● Selection

But chance had made of Messalina an empress, and Messalina was not a
sufficiently intelligent or serious woman to understand that if she had
been able to abuse the weakness of Claudius with impunity while he had
been the most obscure member of the imperial family, it was a much more
difficult matter to continue to abuse it after he had become the head
of the state. It was from this error that all their difficulties
arose. Elated by her new position, Messalina more than ever took
advantage of her husband's infirmity. She began by starting new
dissensions in the imperial family. Claudius had recalled to Rome the
two victims of Caligula's Egyptian caprices, Agrippina and Julia
Livilla; but if the latter no longer found a brother in Rome to
persecute them, they did find their aunt, and they had gained but
little by the exchange. Messalina soon took umbrage at the influence
which the two sisters acquired over the mind of their weak-willed
uncle, and it was not long before Julia Livilla was accused under the
_Lex de adulteriis_, and exiled with Seneca, the famous philosopher,
whom they wished rightly or wrongly to pass off as her lover.
Agrippina, like her mother, was a virtuous woman, as is proved by the
fact that she could not be attacked with such weapons and was enabled
to remain in Rome; though she also had to live prudently and beware of
her enemy, and much the more as she had only recently become a widow
and could therefore not even count upon the protection of a husband.

● Supplied data
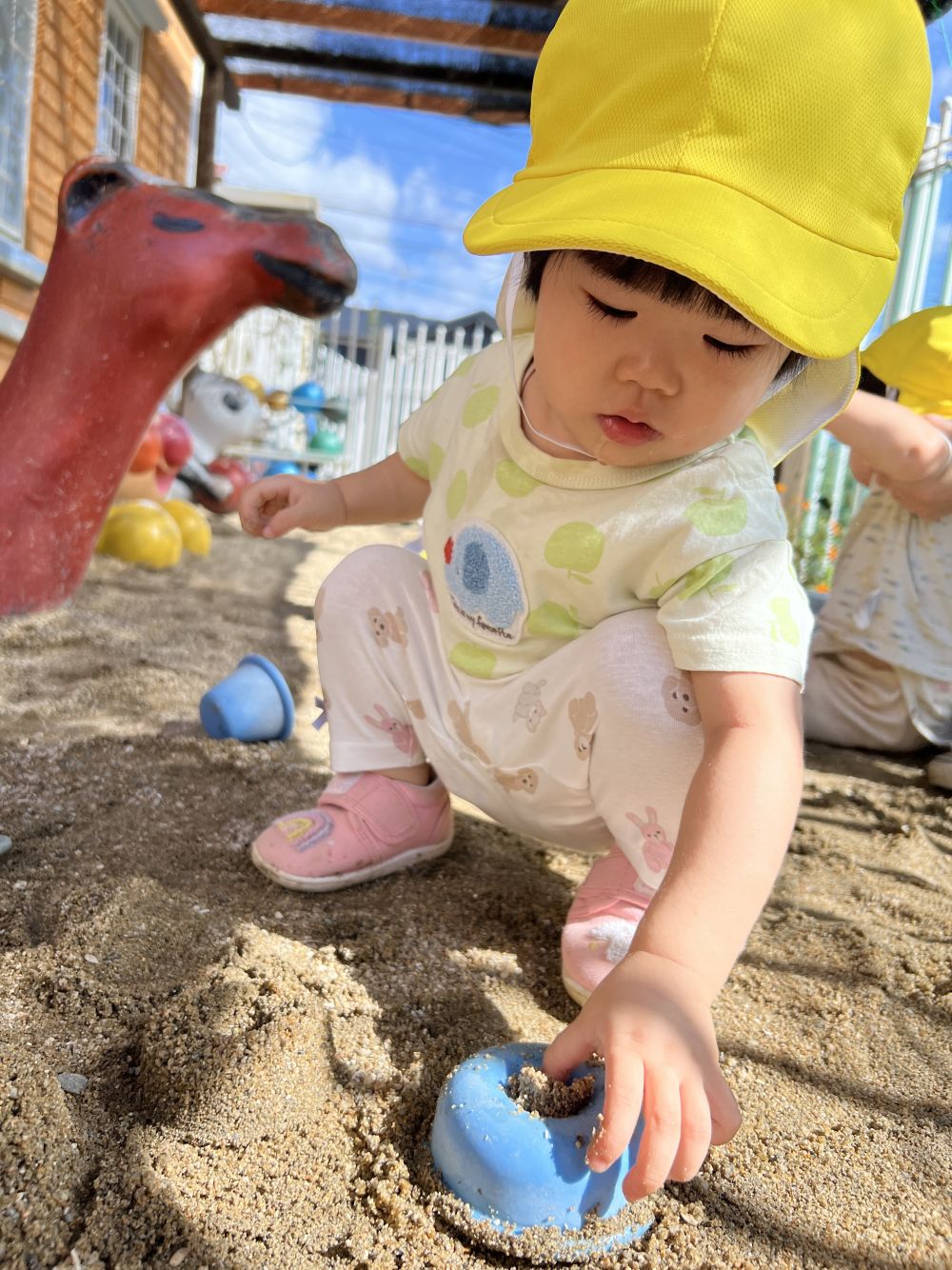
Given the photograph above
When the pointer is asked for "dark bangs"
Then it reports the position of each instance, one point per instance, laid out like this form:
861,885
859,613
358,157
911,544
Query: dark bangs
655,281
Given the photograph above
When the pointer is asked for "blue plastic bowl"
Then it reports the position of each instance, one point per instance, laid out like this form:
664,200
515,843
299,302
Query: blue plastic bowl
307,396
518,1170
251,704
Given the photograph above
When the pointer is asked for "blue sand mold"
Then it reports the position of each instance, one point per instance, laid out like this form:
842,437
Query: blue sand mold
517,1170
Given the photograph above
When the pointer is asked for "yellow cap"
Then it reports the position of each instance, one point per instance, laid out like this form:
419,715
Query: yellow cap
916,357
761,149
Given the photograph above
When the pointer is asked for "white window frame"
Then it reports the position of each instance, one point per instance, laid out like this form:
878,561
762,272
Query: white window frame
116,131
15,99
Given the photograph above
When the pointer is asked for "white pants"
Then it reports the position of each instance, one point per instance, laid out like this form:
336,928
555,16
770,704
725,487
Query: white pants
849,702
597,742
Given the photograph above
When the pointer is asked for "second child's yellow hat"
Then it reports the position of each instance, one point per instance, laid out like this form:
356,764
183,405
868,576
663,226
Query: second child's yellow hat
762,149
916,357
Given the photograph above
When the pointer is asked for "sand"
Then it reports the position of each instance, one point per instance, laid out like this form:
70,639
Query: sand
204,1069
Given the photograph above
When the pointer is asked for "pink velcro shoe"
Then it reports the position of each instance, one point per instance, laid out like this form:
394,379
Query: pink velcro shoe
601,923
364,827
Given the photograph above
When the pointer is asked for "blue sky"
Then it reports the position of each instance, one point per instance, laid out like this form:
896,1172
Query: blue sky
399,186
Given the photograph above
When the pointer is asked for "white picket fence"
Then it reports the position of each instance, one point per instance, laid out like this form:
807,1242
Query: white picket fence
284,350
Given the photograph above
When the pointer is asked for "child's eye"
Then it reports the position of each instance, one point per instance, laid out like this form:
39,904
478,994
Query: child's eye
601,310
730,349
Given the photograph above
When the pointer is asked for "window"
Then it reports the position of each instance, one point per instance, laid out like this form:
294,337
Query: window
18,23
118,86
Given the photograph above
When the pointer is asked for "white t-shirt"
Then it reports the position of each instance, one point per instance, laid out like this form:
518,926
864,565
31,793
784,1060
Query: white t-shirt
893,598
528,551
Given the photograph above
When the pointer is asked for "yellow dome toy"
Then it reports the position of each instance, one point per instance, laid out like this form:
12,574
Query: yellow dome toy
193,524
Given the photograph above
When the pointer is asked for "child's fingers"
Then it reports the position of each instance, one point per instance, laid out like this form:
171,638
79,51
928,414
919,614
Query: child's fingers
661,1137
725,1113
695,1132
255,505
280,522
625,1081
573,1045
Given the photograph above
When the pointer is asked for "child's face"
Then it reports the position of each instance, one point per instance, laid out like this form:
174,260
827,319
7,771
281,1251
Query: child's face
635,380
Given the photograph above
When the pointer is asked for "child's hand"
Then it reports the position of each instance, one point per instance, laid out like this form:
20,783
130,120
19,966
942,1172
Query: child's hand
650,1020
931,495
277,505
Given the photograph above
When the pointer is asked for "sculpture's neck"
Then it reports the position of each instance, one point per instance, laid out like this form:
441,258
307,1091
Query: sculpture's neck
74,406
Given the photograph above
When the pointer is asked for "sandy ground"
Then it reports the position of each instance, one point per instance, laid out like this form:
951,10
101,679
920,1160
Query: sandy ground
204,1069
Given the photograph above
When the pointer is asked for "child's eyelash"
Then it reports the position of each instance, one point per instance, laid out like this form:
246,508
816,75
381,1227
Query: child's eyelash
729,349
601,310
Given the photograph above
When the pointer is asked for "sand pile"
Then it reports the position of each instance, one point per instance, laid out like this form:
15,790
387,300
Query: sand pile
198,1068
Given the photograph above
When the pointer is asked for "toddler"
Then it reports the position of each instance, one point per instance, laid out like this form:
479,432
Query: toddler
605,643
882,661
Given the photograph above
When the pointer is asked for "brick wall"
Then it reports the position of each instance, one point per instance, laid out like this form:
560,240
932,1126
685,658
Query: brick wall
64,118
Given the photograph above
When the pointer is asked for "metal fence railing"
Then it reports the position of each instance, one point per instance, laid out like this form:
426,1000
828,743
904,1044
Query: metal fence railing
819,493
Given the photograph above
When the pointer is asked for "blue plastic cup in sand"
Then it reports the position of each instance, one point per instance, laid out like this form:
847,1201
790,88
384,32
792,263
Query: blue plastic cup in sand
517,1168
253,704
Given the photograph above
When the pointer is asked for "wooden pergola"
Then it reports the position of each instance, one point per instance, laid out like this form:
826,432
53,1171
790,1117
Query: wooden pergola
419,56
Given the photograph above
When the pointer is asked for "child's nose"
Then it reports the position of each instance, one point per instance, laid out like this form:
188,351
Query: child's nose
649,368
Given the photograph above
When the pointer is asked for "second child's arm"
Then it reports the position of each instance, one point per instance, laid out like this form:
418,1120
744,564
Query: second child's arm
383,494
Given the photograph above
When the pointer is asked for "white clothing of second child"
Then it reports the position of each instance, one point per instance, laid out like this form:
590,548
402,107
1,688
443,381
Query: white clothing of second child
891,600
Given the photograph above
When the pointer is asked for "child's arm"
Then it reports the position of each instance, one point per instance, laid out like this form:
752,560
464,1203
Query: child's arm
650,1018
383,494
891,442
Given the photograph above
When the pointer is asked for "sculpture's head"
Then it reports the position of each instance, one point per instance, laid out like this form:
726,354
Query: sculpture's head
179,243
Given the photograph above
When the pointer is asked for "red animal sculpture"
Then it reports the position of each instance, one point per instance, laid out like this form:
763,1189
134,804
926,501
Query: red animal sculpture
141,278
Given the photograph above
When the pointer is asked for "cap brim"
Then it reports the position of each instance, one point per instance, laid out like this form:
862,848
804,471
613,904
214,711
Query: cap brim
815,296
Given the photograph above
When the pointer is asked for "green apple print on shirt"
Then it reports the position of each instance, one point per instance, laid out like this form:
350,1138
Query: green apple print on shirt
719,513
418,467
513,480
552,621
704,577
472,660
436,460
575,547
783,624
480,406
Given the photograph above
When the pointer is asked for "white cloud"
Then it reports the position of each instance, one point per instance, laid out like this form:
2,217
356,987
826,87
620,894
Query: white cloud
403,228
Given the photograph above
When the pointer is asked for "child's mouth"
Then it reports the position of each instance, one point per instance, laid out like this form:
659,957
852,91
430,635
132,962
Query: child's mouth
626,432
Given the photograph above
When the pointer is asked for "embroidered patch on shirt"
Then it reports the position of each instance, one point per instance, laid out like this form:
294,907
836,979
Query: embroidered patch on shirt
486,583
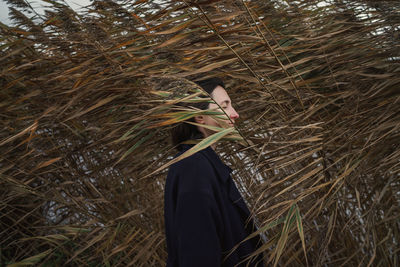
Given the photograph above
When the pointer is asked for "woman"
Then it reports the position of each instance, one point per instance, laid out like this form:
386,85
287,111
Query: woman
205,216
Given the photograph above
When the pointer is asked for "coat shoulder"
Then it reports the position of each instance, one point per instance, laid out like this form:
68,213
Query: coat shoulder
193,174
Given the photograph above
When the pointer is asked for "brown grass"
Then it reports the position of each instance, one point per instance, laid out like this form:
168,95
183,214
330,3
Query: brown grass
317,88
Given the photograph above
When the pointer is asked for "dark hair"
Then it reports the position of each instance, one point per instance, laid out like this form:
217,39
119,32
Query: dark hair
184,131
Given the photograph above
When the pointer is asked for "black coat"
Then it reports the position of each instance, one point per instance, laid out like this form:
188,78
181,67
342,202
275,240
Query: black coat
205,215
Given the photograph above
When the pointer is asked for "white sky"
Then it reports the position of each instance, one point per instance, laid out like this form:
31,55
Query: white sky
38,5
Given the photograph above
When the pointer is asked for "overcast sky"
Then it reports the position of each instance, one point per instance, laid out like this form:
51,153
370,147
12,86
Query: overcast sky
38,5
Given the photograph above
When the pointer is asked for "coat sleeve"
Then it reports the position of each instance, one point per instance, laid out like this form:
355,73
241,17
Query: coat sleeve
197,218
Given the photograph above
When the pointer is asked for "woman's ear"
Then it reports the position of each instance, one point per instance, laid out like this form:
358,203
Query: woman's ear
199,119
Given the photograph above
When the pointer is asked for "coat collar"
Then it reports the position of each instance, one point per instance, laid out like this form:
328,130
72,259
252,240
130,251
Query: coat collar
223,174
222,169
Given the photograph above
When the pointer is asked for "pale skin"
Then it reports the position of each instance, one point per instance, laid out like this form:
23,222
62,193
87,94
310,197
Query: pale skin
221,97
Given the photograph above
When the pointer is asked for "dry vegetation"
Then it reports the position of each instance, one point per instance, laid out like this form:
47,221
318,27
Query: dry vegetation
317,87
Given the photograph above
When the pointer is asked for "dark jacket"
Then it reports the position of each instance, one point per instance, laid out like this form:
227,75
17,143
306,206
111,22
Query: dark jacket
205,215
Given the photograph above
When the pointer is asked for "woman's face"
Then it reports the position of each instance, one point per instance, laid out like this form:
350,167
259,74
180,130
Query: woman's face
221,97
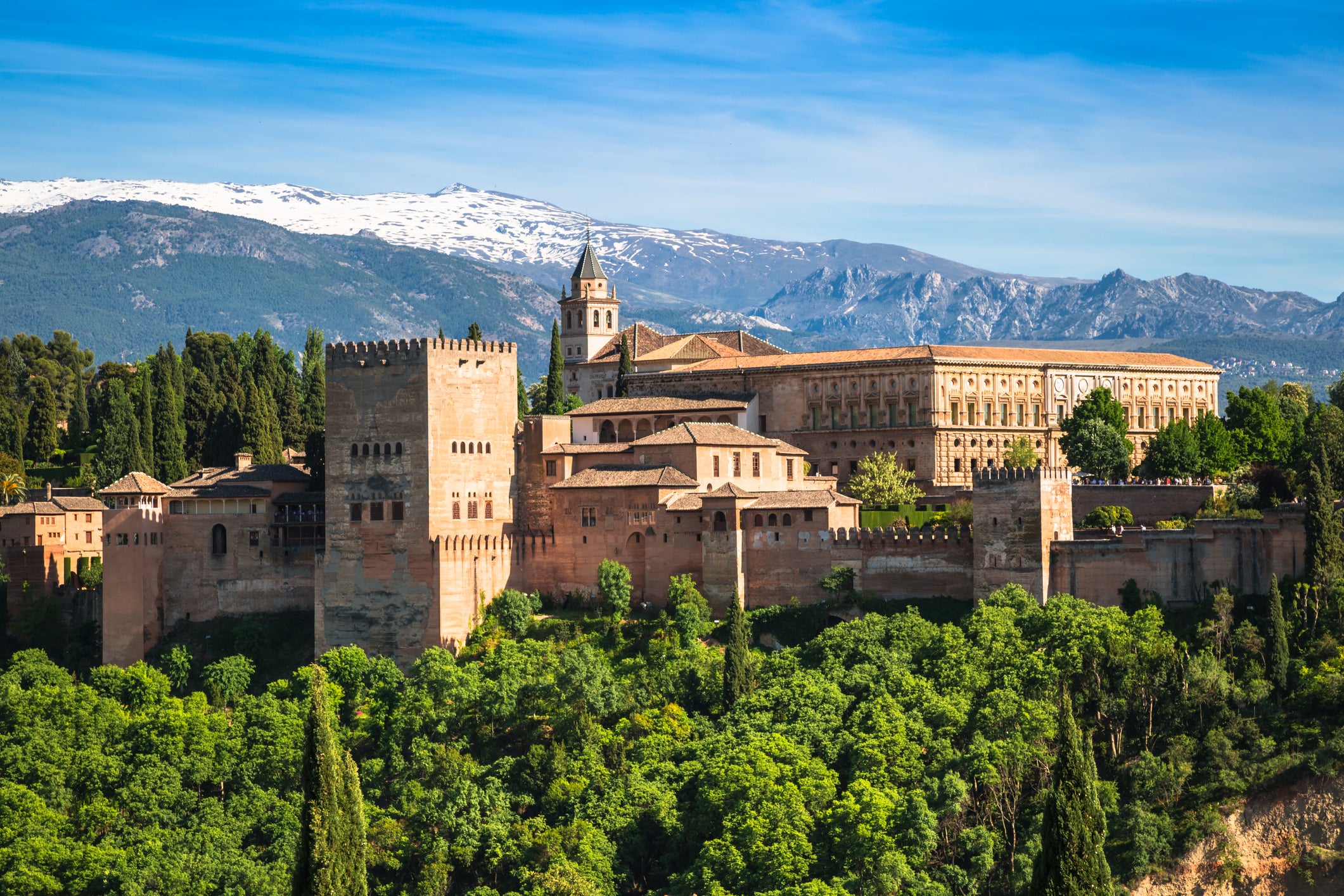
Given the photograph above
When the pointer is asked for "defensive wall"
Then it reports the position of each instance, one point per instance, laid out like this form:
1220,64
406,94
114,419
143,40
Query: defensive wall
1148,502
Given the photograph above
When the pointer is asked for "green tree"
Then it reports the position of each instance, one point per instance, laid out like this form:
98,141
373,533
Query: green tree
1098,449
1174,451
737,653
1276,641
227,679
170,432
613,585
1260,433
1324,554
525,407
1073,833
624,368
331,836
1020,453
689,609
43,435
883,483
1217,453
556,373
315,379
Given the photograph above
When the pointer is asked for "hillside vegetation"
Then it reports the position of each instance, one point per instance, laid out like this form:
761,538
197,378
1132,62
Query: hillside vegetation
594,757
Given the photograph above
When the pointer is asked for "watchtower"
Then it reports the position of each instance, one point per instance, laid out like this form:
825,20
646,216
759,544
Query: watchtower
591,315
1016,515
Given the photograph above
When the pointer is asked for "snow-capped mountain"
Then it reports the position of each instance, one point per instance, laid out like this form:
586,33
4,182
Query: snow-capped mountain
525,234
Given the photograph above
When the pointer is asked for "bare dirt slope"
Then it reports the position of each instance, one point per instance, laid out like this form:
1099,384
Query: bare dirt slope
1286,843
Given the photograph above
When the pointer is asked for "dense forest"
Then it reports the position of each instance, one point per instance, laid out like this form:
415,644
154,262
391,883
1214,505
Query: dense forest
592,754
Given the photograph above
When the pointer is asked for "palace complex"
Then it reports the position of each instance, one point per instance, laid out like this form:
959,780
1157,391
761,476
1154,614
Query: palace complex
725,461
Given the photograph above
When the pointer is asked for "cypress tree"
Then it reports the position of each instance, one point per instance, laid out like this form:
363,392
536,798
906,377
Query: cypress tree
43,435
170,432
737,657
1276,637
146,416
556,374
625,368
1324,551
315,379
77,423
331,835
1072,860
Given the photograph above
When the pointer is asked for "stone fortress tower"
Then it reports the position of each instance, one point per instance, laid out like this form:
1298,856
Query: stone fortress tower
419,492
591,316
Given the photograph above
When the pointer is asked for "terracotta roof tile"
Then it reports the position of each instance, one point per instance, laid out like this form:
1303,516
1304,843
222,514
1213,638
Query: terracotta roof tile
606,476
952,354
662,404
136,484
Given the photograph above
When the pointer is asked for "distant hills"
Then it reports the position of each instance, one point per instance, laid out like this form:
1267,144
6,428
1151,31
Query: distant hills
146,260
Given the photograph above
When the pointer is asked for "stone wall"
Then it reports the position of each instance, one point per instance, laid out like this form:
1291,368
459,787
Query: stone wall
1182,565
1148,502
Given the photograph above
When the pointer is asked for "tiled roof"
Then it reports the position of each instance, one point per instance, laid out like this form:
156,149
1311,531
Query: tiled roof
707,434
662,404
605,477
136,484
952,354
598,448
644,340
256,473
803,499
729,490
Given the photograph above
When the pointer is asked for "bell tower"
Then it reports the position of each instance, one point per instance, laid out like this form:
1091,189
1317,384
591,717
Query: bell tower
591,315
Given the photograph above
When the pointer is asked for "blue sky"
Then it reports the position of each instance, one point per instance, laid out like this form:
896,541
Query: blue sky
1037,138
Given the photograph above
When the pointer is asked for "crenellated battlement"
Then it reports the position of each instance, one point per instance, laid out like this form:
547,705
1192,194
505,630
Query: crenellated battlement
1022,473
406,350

● Requirement 1
In the passage about Messalina, rewrite the part from "Agrippina, like her" up to and including "of a husband.", replacing "prudently" with "cautiously".
● Requirement 2
Name every person the passage about Messalina mentions by name.

● Task response 1
Agrippina, like her mother, was a virtuous woman, as is proved by the
fact that she could not be attacked with such weapons and was enabled
to remain in Rome; though she also had to live cautiously and beware of
her enemy, and much the more as she had only recently become a widow
and could therefore not even count upon the protection of a husband.

● Task response 2
Messalina, Claudius, Caligula, Agrippina, Julia Livilla, Seneca